• **Brontekst**:
----

Het OM verwijt de bestuurder dat hij niet voldoende op de weg heeft gelet, waardoor hij niet in staat was de auto tot stilstand te brengen binnen de afstand waarover hij de weg kon overzien en waarover deze vrij was. Dat is een overtreding die strafbaar is gesteld in artikel 19 van het Reglement verkeersregels en verkeerstekens (RVV). In dit reglement worden de meeste verkeersregels uit de Wegenverkeerswet uitgewerkt.

Er zijn geen aanwijzingen dat de bestuurder geweten heeft, of heeft kunnen vermoeden, dat er sprake was van een ongeval. Daarom kon hij ook niet vermoeden dat er sprake was van letsel of schade aan een ander, of van ‘het in hulpeloze toestand achterlaten van iemand’ of dat hij iemand had aangereden met de dood tot gevolg. Het OM verwijt hem daarom niet het verlaten van een plaats ongeval.

Het OM legt de verdachte een strafbeschikking op. Dat is een straf die het OM zelf kan opleggen aan een verdachte zonder tussenkomst van de strafrechter. Het OM bestraft de verdachte met een geldboete van 1500 euro.

----

Gegevens voor regiosegmentatie:
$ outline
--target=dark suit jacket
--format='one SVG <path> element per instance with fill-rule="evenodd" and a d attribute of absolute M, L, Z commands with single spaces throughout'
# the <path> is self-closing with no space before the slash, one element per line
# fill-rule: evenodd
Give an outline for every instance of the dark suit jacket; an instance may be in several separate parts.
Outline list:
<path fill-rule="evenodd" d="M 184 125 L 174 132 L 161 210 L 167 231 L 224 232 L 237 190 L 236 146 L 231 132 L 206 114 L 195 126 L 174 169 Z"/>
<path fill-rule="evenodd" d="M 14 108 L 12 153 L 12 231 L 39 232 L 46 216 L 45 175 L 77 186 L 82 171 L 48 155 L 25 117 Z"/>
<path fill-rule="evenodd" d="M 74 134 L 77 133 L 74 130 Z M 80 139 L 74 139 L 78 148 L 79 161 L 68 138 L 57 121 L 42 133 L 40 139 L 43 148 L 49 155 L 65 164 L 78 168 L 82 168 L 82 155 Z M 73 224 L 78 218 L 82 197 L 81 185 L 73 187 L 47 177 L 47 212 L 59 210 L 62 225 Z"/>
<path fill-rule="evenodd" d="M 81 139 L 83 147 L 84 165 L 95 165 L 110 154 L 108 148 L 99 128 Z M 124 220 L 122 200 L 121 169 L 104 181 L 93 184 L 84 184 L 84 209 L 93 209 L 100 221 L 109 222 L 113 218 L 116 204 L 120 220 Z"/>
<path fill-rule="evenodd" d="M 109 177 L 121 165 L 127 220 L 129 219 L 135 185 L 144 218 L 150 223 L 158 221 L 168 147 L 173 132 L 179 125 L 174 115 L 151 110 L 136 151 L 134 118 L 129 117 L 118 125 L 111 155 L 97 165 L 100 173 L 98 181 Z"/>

----

• **Opgave 1**: Neem uit de tekst over het verkeersongeval letterlijk het stuk over dat begint bij "Er zijn geen" en doorloopt tot en met "een plaats ongeval.".
• **Opgave 2**: Citeer alle regels van de lijst met gegevens voor regiosegmentatie ongewijzigd.

• **Juiste antwoord 1**:
Er zijn geen aanwijzingen dat de bestuurder geweten heeft, of heeft kunnen vermoeden, dat er sprake was van een ongeval. Daarom kon hij ook niet vermoeden dat er sprake was van letsel of schade aan een ander, of van ‘het in hulpeloze toestand achterlaten van iemand’ of dat hij iemand had aangereden met de dood tot gevolg. Het OM verwijt hem daarom niet het verlaten van een plaats ongeval.

• **Juiste antwoord 2**:
$ outline
--target=dark suit jacket
--format='one SVG <path> element per instance with fill-rule="evenodd" and a d attribute of absolute M, L, Z commands with single spaces throughout'
# the <path> is self-closing with no space before the slash, one element per line
# fill-rule: evenodd
Give an outline for every instance of the dark suit jacket; an instance may be in several separate parts.
Outline list:
<path fill-rule="evenodd" d="M 184 125 L 174 132 L 161 210 L 167 231 L 224 232 L 237 190 L 236 146 L 231 132 L 206 114 L 195 126 L 174 169 Z"/>
<path fill-rule="evenodd" d="M 14 108 L 12 153 L 12 231 L 39 232 L 46 216 L 45 175 L 77 186 L 82 171 L 48 155 L 25 117 Z"/>
<path fill-rule="evenodd" d="M 74 134 L 77 133 L 74 130 Z M 80 139 L 74 139 L 78 148 L 79 161 L 68 138 L 57 121 L 42 133 L 40 139 L 43 148 L 49 155 L 65 164 L 78 168 L 82 168 L 82 155 Z M 73 224 L 78 218 L 82 197 L 81 185 L 73 187 L 47 177 L 47 212 L 59 210 L 62 225 Z"/>
<path fill-rule="evenodd" d="M 81 139 L 83 147 L 84 165 L 95 165 L 110 154 L 108 148 L 99 128 Z M 124 220 L 122 200 L 121 169 L 104 181 L 93 184 L 84 184 L 84 209 L 93 209 L 100 221 L 109 222 L 113 218 L 116 204 L 120 220 Z"/>
<path fill-rule="evenodd" d="M 109 177 L 121 165 L 127 220 L 129 219 L 135 185 L 144 218 L 150 223 L 158 221 L 168 147 L 173 132 L 179 125 L 174 115 L 151 110 L 136 151 L 134 118 L 129 117 L 118 125 L 111 155 L 97 165 L 100 173 L 98 181 Z"/>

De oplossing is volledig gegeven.